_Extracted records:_
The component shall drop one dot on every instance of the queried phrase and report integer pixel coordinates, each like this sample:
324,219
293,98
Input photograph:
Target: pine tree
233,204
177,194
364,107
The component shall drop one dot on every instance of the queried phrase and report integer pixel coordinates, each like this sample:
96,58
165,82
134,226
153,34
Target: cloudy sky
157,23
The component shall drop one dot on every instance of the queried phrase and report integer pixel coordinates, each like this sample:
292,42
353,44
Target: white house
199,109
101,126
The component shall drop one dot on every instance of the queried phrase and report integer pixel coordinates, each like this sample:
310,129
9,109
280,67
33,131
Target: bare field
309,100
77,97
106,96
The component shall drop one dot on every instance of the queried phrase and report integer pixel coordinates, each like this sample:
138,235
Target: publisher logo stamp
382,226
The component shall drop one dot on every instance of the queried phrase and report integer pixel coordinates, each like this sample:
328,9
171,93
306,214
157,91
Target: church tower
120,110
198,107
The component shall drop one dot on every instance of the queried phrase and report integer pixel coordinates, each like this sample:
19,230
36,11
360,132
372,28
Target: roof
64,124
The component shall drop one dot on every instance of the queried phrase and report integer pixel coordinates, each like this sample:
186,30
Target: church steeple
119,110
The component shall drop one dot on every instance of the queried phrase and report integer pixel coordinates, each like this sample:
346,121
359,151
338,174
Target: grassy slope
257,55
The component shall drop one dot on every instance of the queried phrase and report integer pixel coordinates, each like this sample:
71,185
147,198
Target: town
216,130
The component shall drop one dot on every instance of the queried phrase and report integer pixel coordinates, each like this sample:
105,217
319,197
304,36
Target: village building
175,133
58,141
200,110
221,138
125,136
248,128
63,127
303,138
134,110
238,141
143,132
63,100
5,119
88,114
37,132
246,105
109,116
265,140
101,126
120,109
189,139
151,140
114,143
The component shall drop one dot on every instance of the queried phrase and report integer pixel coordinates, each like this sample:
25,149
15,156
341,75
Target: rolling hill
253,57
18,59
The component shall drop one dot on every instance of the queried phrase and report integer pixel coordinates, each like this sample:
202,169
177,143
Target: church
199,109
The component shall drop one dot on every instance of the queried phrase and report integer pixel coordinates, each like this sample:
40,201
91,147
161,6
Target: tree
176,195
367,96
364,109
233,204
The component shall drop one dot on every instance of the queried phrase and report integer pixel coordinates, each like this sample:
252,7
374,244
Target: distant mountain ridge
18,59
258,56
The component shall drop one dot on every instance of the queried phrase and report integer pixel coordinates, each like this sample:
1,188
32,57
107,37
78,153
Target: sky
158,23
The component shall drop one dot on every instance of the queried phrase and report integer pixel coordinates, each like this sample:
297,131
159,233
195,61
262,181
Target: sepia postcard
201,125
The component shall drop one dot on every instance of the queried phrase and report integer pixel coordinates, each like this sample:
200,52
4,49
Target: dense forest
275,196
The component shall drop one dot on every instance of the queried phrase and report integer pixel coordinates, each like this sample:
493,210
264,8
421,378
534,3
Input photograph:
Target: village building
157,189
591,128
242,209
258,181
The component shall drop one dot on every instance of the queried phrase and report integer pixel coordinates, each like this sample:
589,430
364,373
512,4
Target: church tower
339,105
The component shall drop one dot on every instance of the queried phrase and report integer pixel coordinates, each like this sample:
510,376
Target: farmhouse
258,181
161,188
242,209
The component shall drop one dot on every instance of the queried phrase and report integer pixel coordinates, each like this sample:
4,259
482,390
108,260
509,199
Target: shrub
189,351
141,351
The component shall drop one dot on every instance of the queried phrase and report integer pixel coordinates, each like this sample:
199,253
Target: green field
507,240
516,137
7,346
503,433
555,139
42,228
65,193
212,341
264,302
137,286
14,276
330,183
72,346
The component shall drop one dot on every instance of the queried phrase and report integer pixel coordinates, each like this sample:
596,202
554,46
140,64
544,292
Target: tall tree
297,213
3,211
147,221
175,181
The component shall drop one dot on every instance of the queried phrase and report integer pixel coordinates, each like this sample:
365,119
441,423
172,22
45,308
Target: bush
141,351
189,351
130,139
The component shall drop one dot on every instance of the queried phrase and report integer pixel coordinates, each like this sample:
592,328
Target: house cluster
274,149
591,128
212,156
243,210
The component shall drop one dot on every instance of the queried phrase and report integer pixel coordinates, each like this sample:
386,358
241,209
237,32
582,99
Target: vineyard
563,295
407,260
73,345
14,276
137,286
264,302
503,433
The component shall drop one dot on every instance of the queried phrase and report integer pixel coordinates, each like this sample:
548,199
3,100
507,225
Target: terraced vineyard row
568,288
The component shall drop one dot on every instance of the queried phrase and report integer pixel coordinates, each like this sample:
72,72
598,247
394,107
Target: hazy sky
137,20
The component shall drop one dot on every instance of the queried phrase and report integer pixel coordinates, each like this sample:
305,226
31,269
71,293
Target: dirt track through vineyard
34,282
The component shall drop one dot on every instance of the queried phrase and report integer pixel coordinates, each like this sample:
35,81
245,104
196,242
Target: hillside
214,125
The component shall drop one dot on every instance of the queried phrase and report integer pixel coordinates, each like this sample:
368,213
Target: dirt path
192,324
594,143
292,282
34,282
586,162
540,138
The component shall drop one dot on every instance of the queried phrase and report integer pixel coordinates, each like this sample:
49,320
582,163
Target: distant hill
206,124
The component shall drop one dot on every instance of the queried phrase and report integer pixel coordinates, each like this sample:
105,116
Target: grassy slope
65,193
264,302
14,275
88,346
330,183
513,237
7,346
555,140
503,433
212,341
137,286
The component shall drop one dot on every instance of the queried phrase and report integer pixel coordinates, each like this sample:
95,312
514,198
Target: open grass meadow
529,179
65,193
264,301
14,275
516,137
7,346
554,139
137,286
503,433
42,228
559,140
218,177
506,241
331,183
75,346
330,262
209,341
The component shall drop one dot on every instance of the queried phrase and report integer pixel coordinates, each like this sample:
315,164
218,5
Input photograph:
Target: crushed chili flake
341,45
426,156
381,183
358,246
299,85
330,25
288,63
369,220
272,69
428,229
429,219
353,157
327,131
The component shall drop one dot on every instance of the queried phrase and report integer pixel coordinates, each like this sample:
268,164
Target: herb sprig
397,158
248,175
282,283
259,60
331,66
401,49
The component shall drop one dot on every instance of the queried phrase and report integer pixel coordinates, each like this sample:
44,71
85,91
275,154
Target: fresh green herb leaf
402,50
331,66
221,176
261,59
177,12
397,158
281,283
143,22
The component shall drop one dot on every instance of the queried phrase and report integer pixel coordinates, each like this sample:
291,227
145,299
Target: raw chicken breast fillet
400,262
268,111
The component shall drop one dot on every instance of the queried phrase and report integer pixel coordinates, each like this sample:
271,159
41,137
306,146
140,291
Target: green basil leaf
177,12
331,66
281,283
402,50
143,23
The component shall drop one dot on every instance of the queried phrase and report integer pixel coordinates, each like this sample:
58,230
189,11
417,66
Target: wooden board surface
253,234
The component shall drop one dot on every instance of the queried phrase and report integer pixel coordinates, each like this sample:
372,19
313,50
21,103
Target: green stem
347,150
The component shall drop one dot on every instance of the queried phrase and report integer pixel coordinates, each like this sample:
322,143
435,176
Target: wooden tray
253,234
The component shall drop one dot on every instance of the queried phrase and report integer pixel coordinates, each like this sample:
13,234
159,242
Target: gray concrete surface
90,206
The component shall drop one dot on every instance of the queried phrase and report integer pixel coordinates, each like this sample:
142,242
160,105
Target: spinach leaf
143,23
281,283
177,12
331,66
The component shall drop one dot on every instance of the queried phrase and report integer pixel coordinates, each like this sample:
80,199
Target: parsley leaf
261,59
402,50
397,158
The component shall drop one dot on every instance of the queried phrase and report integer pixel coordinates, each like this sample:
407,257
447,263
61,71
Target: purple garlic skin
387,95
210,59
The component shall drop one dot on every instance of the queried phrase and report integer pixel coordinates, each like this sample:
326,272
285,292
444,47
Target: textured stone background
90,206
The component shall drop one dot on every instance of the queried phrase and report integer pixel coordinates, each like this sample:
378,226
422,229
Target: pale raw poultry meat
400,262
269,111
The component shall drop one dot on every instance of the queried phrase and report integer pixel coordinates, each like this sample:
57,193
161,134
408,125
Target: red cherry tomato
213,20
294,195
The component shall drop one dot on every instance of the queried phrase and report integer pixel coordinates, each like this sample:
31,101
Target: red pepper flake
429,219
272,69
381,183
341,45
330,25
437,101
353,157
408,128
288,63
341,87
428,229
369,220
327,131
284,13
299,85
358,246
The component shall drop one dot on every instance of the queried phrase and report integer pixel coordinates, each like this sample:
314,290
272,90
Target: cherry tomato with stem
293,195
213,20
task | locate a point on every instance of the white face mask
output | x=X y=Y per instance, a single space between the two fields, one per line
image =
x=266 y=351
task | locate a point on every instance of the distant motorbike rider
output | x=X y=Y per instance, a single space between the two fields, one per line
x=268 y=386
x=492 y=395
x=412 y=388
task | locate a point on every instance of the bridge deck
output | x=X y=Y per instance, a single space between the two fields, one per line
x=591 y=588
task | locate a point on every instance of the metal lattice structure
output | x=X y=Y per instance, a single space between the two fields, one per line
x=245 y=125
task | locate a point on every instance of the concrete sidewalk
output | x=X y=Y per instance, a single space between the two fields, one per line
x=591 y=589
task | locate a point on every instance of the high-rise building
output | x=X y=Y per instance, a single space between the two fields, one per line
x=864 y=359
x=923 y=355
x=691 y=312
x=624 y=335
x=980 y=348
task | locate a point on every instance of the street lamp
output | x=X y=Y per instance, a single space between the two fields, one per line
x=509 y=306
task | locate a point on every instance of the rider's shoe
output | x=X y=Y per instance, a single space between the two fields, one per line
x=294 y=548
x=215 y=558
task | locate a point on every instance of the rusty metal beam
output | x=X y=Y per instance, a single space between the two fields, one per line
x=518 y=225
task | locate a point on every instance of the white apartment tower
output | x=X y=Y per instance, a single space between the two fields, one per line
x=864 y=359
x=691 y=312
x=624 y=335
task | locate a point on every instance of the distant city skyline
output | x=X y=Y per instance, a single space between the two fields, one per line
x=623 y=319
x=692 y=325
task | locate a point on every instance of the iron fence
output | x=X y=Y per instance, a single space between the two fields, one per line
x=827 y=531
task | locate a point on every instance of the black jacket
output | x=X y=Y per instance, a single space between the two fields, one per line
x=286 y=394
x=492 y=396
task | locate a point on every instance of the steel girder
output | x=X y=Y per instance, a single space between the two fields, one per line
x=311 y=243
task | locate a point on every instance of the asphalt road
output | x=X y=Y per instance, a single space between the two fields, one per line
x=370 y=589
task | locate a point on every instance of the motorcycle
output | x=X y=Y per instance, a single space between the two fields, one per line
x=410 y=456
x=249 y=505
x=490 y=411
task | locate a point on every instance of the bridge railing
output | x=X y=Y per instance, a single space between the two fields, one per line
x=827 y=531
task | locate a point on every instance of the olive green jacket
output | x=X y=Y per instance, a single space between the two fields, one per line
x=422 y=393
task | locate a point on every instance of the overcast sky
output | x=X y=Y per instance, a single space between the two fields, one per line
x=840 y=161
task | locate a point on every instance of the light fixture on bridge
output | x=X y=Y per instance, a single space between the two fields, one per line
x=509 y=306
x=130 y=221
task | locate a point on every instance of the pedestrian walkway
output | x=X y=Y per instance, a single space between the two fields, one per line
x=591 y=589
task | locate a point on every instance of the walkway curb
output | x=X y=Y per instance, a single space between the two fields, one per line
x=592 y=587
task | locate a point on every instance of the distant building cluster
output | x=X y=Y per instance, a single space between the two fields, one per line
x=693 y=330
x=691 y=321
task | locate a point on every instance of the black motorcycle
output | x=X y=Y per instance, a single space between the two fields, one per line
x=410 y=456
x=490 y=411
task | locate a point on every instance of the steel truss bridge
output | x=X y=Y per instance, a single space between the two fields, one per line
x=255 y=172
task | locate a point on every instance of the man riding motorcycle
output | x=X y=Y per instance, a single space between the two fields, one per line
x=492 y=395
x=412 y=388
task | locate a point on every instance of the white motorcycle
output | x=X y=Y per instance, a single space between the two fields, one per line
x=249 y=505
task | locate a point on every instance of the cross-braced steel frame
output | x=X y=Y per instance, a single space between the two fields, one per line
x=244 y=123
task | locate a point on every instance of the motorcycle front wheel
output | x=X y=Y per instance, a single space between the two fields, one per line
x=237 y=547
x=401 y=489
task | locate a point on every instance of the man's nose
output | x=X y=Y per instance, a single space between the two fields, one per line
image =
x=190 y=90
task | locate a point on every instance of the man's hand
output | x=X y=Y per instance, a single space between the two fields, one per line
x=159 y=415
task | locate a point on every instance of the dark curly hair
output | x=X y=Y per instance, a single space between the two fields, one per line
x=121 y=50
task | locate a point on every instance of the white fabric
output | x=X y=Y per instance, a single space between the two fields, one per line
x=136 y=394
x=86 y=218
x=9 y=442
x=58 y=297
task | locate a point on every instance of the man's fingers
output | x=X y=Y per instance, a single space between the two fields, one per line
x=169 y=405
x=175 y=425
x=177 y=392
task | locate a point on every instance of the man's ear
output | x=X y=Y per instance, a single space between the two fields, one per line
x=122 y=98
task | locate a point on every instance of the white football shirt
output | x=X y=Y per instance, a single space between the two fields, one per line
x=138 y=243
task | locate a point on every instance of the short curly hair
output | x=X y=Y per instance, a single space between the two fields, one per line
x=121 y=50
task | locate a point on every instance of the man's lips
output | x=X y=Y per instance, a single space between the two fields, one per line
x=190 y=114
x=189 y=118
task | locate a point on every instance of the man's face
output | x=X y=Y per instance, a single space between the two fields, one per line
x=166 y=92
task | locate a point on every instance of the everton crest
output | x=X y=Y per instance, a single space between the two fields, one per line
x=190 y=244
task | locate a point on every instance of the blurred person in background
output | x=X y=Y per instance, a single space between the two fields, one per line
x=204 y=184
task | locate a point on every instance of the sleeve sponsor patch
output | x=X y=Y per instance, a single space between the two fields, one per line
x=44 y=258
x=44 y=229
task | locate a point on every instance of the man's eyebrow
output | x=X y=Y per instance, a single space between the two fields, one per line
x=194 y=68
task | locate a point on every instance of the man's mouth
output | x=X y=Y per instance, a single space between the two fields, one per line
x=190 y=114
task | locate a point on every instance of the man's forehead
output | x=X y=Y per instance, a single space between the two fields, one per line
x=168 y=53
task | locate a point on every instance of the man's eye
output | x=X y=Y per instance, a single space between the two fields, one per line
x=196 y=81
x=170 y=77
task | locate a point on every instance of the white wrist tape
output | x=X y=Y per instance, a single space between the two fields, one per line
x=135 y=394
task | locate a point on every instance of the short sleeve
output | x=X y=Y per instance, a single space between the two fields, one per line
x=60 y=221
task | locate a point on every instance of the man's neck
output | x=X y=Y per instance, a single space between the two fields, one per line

_What you need to do:_
Show all lines from the data above in which the word "bridge" appears.

_Task output:_
task | locate a point on every instance of the bridge deck
task | locate a point on every instance of the bridge railing
task | locate a point on every instance of the light fixture on bridge
task | locate a point on every instance of the steel truss bridge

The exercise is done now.